-------- Extract to read --------

Hydrogeochemistry of warm inflows in tunnelling – technical risks and geothermal chances
Ladislaus Rybach
Institute of Geophysics ETH Zurich, Zurich 8092, Switzerland
rybach@ig.erdw.ethz.ch
Deep tunnels in mountainous regions cause groundwater inflow from rocks above. The inflow can create technical problems during construction, which is mainly warded by concrete injections. The chemical signature of the inflowing waters usually reflects the composition of country rocks; deviations can occur in permeable fracture zones. Waters with high chloride and/or sulphate contents can attack the concrete lining and its steel reinforcement installed to stabilize the tunnel. Concentration limits (e.g. 600 and 2000 mg/l SO4) and the properties of concrete to cope with such waters are defined in various norms. At tunnel sections with such inflows, correspondingly prepared concrete is sprayed and lined.

-------- Given entries --------

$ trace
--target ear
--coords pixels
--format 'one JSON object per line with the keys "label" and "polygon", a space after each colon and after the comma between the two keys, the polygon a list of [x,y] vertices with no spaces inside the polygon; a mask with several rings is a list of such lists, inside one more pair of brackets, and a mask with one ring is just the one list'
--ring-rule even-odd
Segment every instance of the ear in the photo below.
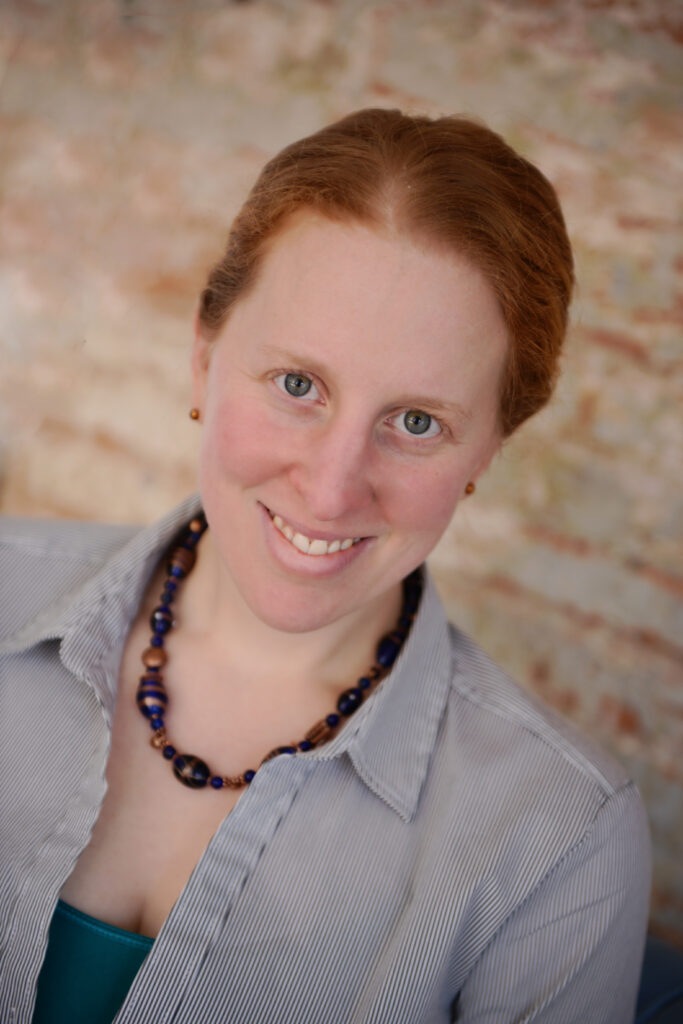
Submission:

--------

Your instructions:
Write out the passage on warm tunnel inflows word for word, starting at "Hydrogeochemistry of warm" and ending at "sprayed and lined.".

Output for this exercise:
Hydrogeochemistry of warm inflows in tunnelling – technical risks and geothermal chances
Ladislaus Rybach
Institute of Geophysics ETH Zurich, Zurich 8092, Switzerland
rybach@ig.erdw.ethz.ch
Deep tunnels in mountainous regions cause groundwater inflow from rocks above. The inflow can create technical problems during construction, which is mainly warded by concrete injections. The chemical signature of the inflowing waters usually reflects the composition of country rocks; deviations can occur in permeable fracture zones. Waters with high chloride and/or sulphate contents can attack the concrete lining and its steel reinforcement installed to stabilize the tunnel. Concentration limits (e.g. 600 and 2000 mg/l SO4) and the properties of concrete to cope with such waters are defined in various norms. At tunnel sections with such inflows, correspondingly prepared concrete is sprayed and lined.